== Required work ==
Write out every line of the data below word for word, changing nothing.

== Material provided ==
━━━━
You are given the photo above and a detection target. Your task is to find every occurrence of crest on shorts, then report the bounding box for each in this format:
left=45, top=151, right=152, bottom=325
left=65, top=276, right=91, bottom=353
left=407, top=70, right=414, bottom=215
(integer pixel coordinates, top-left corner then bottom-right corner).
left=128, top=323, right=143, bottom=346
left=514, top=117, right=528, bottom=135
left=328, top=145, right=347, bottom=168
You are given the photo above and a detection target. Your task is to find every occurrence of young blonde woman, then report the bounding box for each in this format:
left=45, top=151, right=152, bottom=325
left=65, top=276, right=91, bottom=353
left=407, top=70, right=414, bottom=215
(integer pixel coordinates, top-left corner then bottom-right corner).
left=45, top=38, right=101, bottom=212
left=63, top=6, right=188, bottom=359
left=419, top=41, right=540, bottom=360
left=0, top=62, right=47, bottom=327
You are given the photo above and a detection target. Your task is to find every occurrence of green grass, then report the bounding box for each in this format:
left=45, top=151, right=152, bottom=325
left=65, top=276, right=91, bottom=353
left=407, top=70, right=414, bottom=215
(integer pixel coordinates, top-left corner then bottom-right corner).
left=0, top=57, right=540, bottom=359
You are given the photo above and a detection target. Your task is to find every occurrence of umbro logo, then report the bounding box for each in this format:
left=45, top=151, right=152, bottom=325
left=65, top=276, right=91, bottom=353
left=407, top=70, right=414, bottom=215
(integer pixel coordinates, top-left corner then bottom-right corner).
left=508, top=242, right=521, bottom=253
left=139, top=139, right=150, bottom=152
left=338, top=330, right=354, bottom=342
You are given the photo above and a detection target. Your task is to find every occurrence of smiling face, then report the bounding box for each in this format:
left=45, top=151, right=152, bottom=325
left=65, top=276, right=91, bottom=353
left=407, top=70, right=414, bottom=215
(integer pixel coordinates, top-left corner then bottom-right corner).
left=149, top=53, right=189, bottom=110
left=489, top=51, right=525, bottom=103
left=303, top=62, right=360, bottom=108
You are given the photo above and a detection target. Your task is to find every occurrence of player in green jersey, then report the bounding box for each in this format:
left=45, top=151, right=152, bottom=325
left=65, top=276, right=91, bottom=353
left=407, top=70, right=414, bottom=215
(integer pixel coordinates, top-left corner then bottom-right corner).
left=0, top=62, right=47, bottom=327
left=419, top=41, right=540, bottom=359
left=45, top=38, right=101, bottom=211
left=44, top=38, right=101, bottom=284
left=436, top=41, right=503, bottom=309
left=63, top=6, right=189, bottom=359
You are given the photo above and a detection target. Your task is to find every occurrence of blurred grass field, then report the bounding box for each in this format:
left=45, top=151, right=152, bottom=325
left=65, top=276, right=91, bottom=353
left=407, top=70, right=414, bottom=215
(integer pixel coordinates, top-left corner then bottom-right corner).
━━━━
== Result ==
You are given the photo above and a detection target. Your task is to find every occurrence of crest on shorts, then report the bounding box for each in this format:
left=45, top=151, right=152, bottom=325
left=65, top=276, right=91, bottom=353
left=407, top=70, right=414, bottom=215
(integer pixel coordinates, top-left corner then bottom-right corner).
left=128, top=323, right=143, bottom=346
left=514, top=117, right=528, bottom=135
left=328, top=145, right=347, bottom=168
You are given the photo above and a detection target. Your task is to find every occurrence of young blonde woman, then report the bounding box for each in this format:
left=45, top=151, right=152, bottom=325
left=65, top=276, right=91, bottom=353
left=407, top=70, right=414, bottom=215
(integer pixel coordinates, top-left corner then bottom-right corner).
left=45, top=38, right=101, bottom=212
left=63, top=6, right=188, bottom=359
left=419, top=41, right=540, bottom=360
left=0, top=62, right=47, bottom=327
You are given the photo above and a detection target. Your task is to find every occurrence of green grass, then report the bounding box for each in this format:
left=45, top=151, right=152, bottom=325
left=65, top=276, right=91, bottom=353
left=407, top=70, right=414, bottom=215
(integer pixel coordinates, top-left corner then bottom-right corner).
left=0, top=57, right=540, bottom=359
You are given the photo above and a detection target. Your task is to find every occurrence of umbro logo, then report the bounding box for each in this format:
left=45, top=151, right=152, bottom=325
left=65, top=276, right=91, bottom=353
left=407, top=70, right=414, bottom=215
(integer pixel coordinates, top-left corner then bottom-right corner).
left=508, top=242, right=521, bottom=253
left=139, top=139, right=150, bottom=152
left=338, top=330, right=354, bottom=342
You are given the photo above and a detection target. Your task is to find every occurrence of smiling face, then report the bounding box for each in this format:
left=45, top=151, right=152, bottom=325
left=65, top=276, right=91, bottom=353
left=407, top=70, right=414, bottom=215
(integer pixel coordinates, top-left corner then bottom-right corner).
left=149, top=53, right=189, bottom=110
left=489, top=51, right=525, bottom=103
left=303, top=62, right=360, bottom=108
You are given the photo above and a detection target. Your task is to find every occurrence of player in green jersey, then report the bounding box for each in this format:
left=45, top=151, right=152, bottom=325
left=65, top=276, right=91, bottom=353
left=407, top=70, right=414, bottom=215
(integer pixel coordinates, top-left corner then bottom-right corner).
left=0, top=62, right=47, bottom=327
left=419, top=41, right=540, bottom=359
left=45, top=38, right=101, bottom=211
left=44, top=38, right=101, bottom=284
left=436, top=41, right=503, bottom=309
left=63, top=6, right=189, bottom=359
You are given the photo above and a detection target. Your task is to find every occurrence of blurred grass field, then report the bounding box for each in this format:
left=45, top=151, right=152, bottom=325
left=65, top=276, right=91, bottom=353
left=407, top=70, right=414, bottom=215
(integer pixel coordinates, top-left corner then bottom-right corner).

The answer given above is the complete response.